(Beginning of Extract to read)

HOW TO PRACTICE Fish Pose IN YOGA (Matsyasana)
Benefits, How to Instructions, Modifications, and Common Alignment Mistakes for Fish Pose
Fish Pose (Sanskrit name: Matsyasana) is named for the Hindu God Matsya, the fish incarnation of Vishnu, as this yoga pose is said to resemble a fish. Vishnu is known as the maintainer and source of the Universe.
The traditional version of the yoga posture is practiced with Padmasana (Full Lotus Pose) legs, which is incredibly challenging for people whose hips do not easily externally rotate. Fish Pose can also be practiced with legs extended—a much more accessible version of the asana.
While the classic version of this yoga pose features the head tilted back without support, we like a supported head much better, as it allows for a much needed—for most people—opportunity to create space and an opening across the chest and shoulders, without the risk of neck strain. You’ll find lots of ways to find the perfect version of this yoga posture for your body in the Yoga 2.0 and Deepen the Pose sections.
Benefits of Fish Pose
Matsyasana is traditionally used as a counterpose for Salamba Sarvangasana (Supported Shoulderstand Pose) as it reverses the head and neck position maintained in Shoulderstand. Fish Pose expands the chest and front of the neck. It also expands the abdomen and stimulates the abdominal organs. The supported yoga versions of Fish Pose can be a wonderful way to relieve neck and shoulder pain, especially when you add layers of cushioning at key joints. Fish Pose has both a mildly stimulating effect that can help relieve fatigue and a gentle, soothing quality to calm the nervous system.
The supported versions of Fish Pose are effective counterposes to the rest of your life. The path of least resistance in the body—especially the thoracic spine—is to bend forward and stoop, a situation that typically increases over time. This is due to both the force of gravity and the force of habit. We all spend so much time bending forward—over desks, devices, counter tops and steering wheels—that unless we actively practice spinal extension, the thoracic spine will tend to freeze in a flexed position over time.
The supported versions of Fish Pose are especially helpful because once you’ve set up your props and relaxed into the yoga pose, it’s easy to settle in and stay a while. This allows the benefits of the yoga posture to sink in deeper. With your chest gently expanded, enjoy breathing deeply and slowly, letting it flow freely for an even more calming effect.
A supported Fish Pose can be your best medicine after a day at the computer. Gather up your yoga props, settle in, and breathe deeply.
How to Practice Fish Pose
- From a supine position, bend your elbows out to the sides with your forearms angling inward. The arms should be in a “hands on hips” position with the elbows angling outward. Turn your palms to face the floor.
- Draw your forearms in toward the body as you lift the upper body off the ground. You will be supporting your torso on your forearms. Draw your elbows back so that they are underneath the shoulders.
- Ground your legs as you press your shoulder blades into the ribcage, expanding the front of your chest.
- Keep your head in a neutral position or allow your chin to flex forward, toward your chest. It’s best not to allow your head to hang backward in this yoga pose. Because it displaces the hyoid bone forward, hanging the head backward actually counteracts chest expansion. Hanging the head back can also cause dizziness or nausea in some people.
- Take a deep inhalation to puff up your chest even more. Meanwhile draw your shoulder blades down your back and press them even more firmly onto your ribcage.
- Stay for several breaths.
- To come out of Fish Pose, gently lower your spine and head to the ground. Pull your knees into your chest, rocking gently side to side. Do not come up from this asana too quickly. Take a moment to feel the effect of the pose and allow your body to release the yoga pose gently.

(End of Extract to read)

■ Work instructions
a: Reproduce the passage of the Fish Pose guide starting at "- Take a deep" and ending at "for several breaths.".
b: Answer these questions from the Fish Pose guide:
(i) Which Hindu god is the pose named for?
(ii) Which pose is Matsyasana traditionally used as a counterpose for?
(iii) Which bone does hanging the head backward displace forward?
c: List every object that the Fish Pose guide names as something people spend time bending forward over.
Base your answers only on the Fish Pose guide.

(Beginning of Supplied material)

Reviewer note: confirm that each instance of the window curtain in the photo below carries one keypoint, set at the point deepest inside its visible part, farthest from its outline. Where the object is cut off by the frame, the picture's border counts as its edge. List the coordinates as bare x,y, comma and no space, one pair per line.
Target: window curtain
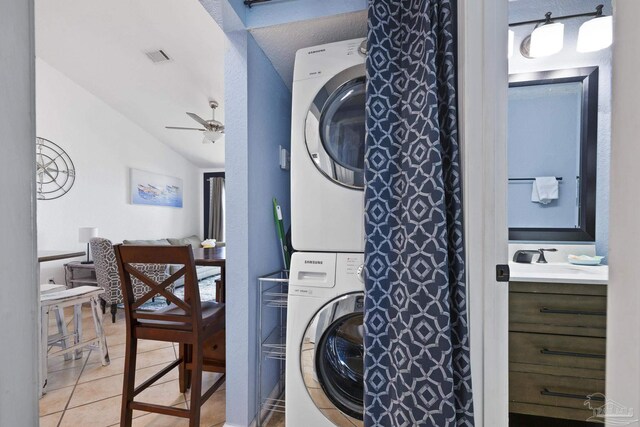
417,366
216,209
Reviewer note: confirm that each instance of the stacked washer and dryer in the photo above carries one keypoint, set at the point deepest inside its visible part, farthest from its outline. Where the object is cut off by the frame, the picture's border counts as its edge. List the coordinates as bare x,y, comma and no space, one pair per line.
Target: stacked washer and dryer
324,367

(End of Supplied material)
(Beginning of Supplied material)

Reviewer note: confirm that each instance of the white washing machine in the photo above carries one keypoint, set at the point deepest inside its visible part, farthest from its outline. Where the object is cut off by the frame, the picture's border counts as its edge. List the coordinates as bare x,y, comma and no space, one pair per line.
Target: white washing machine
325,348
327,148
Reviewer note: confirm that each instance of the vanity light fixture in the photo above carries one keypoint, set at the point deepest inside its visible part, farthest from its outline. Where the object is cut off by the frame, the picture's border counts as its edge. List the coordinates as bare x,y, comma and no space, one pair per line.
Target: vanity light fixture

(End of Supplied material)
(Beginning of Supplied material)

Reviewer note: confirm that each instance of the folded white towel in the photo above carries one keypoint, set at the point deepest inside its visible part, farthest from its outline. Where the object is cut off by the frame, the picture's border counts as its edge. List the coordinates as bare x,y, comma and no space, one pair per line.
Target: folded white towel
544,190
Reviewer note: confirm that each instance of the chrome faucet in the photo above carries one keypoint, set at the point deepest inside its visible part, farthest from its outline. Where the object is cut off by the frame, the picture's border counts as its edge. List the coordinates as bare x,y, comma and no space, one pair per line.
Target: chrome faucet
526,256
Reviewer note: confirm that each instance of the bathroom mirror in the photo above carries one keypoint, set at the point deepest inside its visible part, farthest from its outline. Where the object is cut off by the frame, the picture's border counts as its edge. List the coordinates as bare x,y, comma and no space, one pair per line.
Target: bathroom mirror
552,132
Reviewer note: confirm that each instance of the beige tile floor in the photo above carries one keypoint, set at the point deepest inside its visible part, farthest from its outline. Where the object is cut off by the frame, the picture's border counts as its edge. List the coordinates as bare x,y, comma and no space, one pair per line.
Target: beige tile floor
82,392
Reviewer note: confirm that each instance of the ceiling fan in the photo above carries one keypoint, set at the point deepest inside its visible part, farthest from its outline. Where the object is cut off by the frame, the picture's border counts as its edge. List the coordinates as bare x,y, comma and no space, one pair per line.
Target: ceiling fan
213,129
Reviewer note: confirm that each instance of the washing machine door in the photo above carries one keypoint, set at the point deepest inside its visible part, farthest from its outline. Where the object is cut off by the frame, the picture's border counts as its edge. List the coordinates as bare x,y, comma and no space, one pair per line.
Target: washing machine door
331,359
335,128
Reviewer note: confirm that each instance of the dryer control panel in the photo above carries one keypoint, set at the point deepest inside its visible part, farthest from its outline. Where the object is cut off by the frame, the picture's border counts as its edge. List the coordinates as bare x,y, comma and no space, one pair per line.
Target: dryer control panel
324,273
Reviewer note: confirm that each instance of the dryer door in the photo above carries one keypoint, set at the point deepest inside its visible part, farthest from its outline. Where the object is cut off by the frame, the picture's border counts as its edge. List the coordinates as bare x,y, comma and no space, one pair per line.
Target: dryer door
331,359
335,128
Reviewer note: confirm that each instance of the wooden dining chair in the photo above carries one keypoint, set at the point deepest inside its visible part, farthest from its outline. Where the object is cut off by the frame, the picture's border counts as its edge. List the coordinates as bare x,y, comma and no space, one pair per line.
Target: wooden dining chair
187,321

(End of Supplied material)

■ Answers to the tasks
a:
- Take a deep inhalation to puff up your chest even more. Meanwhile draw your shoulder blades down your back and press them even more firmly onto your ribcage.
- Stay for several breaths.

b:
(i) Matsya, the fish incarnation of Vishnu.
(ii) Salamba Sarvangasana (Supported Shoulderstand Pose).
(iii) The hyoid bone.

c:
- desks
- devices
- counter tops
- steering wheels